▶ [Teks Sumber]:
Pendapatan Asli Daerah
Pendapatan Asli Daerah adalah
sumber yang dapat membiayai atau
sumber pembiayaan pemerintah daerah
dalam menciptakan pembangunan
daerah. Maka dari itu pemerintah pusat
mengaharapkan agar pemerintah
daerah bisa mengembangkan dan
meningkatkan hasil dari PAD dengan
maksimal untuk membiayai segala
pembangunan atau infrastruktur, sarana
prasarana daerah pada APBD. Semakin
baik PAD suatu daerah maka semakin
besar pula Alokasi Belanja Modalnya
(Ardhani 2007). Sumber-sumber
Pendapatan Asli Daerah (PAD) terdiri
dari: a) Pajak daerah adalah Pajak
sendiri yang berarti iuran wajib yang
dilakukan oleh orang pribadi atau
badan kepala daerah tanpa imbalan
langsung yang seimbang yang dapat
dilaksanakan berdasarkan Peraturan
perundang-undangan yang berlaku
untuk membiayai penyelenggaraan
pemerintah daerah dan pembangunan
daerah.b) Retribusi Daerah adalah
pungutan daerah sebagai pembayaran
atau jasa pemberian izin tertentu yang
khusus disediakan dan diberikan oleh
pemerintah daerah untuk kepentingan
orang pribadi dan badan. Jenis retribusi
dibagi menjadi beberapa jenis yaitu
retribusi jasa umum, retribusi jasa
usaha, dan retribusi perizinan tertentu.
c) Hasil pengelolaan kekayaan daerah
yang dipisahkan terdiri dari beberapa
bagian yaitu bagian laba atas
penyertaan modal pada perusahaan
milik daerah/ BUMD, bagian laba atas
penyertaan modal pada perusahaan
milik pemerintah/BUMN dan bagian
laba atas penyertaan modal pada
perusahaan milik swasta atau
kelompok usaha masyarakat. d) Lain-
Lain Pendapatan Asli Daerah yang Sah
disediakan untuk menganggarkan
penerimaan daerah yang tidak termasuk
dalam jenis pajak daerah, retribusi
daerah dan hasil pengelolaan kekayaan
daerah yang dapat dipisahkan.

▶ [Cuplikan Catatan]:
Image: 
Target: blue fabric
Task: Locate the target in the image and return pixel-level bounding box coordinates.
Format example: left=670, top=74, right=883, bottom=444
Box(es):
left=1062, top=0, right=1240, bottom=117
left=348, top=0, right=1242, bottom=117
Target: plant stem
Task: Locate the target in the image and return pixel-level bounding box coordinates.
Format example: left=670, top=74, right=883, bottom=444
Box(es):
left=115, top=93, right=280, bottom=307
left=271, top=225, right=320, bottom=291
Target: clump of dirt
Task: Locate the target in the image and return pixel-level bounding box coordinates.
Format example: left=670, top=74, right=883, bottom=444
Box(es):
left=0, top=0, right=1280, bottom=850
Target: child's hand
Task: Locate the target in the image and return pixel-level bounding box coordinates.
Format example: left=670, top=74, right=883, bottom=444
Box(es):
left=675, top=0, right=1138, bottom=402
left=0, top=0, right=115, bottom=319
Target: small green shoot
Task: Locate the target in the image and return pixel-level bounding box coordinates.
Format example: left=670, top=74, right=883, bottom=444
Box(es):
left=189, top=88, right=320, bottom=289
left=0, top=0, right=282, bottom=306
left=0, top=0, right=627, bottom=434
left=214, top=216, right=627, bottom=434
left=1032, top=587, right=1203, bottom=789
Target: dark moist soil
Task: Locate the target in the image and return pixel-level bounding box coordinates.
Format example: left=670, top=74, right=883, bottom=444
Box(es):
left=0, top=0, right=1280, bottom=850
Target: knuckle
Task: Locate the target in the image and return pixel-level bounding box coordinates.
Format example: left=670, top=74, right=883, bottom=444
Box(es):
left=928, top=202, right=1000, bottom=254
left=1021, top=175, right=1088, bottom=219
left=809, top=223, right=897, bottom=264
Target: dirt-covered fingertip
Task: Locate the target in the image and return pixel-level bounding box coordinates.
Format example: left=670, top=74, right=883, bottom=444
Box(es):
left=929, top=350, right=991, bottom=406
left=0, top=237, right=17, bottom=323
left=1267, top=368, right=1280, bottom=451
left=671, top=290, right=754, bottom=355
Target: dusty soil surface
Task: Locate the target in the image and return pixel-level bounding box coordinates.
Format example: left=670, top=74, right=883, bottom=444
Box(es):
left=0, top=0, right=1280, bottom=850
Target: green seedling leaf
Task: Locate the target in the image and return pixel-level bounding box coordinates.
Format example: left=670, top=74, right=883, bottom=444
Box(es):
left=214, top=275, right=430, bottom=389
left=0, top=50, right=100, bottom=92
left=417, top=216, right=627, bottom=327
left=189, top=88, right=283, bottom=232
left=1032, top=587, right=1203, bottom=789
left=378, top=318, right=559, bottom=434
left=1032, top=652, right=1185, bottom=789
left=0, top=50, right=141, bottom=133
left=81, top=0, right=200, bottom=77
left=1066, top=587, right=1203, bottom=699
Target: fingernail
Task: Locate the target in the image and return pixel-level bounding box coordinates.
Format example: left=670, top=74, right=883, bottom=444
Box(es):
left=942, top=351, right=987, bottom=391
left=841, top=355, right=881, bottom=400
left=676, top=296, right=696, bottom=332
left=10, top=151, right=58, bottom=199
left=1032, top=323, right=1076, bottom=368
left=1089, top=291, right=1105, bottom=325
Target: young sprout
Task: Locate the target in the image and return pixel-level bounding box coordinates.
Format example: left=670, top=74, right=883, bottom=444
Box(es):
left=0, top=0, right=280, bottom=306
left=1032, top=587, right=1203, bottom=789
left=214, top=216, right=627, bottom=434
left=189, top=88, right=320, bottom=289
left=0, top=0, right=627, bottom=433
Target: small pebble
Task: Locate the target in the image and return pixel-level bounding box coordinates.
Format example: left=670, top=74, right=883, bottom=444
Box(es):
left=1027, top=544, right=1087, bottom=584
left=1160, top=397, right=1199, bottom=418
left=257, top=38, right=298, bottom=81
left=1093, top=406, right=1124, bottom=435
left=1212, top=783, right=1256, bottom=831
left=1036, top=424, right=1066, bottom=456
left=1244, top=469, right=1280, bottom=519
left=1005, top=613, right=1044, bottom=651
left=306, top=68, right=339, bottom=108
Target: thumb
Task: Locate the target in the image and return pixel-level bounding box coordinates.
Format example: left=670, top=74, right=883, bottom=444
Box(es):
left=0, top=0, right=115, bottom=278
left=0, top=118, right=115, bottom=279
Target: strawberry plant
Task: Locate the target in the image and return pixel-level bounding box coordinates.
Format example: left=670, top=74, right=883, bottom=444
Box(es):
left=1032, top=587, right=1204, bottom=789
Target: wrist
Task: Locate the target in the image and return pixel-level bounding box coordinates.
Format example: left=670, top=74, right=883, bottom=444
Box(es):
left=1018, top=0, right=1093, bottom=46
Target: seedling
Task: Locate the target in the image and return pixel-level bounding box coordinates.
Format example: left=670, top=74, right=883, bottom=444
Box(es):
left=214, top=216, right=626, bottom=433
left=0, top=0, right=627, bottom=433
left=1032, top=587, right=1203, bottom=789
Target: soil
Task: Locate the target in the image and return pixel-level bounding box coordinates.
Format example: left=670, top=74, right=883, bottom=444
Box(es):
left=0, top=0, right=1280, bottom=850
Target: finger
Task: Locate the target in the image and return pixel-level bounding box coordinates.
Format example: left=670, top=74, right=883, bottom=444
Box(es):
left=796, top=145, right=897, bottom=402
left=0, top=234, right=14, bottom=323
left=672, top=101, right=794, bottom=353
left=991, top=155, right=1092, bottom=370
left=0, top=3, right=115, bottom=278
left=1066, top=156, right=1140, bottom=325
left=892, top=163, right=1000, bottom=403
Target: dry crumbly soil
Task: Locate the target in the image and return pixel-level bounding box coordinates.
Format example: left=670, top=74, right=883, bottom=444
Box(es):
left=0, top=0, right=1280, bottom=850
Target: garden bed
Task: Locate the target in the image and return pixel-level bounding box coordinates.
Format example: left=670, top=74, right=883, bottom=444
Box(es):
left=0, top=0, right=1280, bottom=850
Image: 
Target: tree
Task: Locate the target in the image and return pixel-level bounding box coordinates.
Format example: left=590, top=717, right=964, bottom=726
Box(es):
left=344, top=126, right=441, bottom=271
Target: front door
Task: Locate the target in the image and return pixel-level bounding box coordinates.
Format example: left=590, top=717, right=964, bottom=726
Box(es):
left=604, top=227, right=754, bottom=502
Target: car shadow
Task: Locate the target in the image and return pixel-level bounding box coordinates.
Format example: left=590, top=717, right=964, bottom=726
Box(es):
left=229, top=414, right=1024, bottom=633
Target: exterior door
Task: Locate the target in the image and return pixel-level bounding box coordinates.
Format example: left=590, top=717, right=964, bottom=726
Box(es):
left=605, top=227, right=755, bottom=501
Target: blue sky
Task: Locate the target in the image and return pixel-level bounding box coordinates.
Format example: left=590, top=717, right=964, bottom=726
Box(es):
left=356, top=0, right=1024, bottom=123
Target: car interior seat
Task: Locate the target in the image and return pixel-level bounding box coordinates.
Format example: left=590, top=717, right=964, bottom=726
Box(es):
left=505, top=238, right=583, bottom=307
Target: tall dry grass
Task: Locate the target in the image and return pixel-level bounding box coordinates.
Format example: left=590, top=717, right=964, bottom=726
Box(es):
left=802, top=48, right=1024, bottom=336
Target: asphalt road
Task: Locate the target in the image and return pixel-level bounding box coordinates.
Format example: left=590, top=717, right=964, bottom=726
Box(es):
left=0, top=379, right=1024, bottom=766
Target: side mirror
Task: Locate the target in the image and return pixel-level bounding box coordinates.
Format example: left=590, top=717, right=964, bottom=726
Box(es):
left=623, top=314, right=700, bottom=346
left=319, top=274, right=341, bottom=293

▶ [Instruksi Tertulis]: Bagaimana ringkasan teks tentang Pendapatan Asli Daerah dalam dua kalimat? Catatan tersebut merupakan bahan tersendiri yang terpisah dari teks.

▶ [Hasil Latihan]: Pendapatan Asli Daerah (PAD) adalah sumber pembiayaan pemerintah daerah untuk pembangunan, sehingga pemerintah pusat mengharapkan daerah meningkatkan PAD secara maksimal, dan semakin baik PAD suatu daerah, semakin besar pula alokasi belanja modalnya. Sumber PAD terdiri atas pajak daerah, retribusi daerah, hasil pengelolaan kekayaan daerah yang dipisahkan, serta lain-lain PAD yang sah.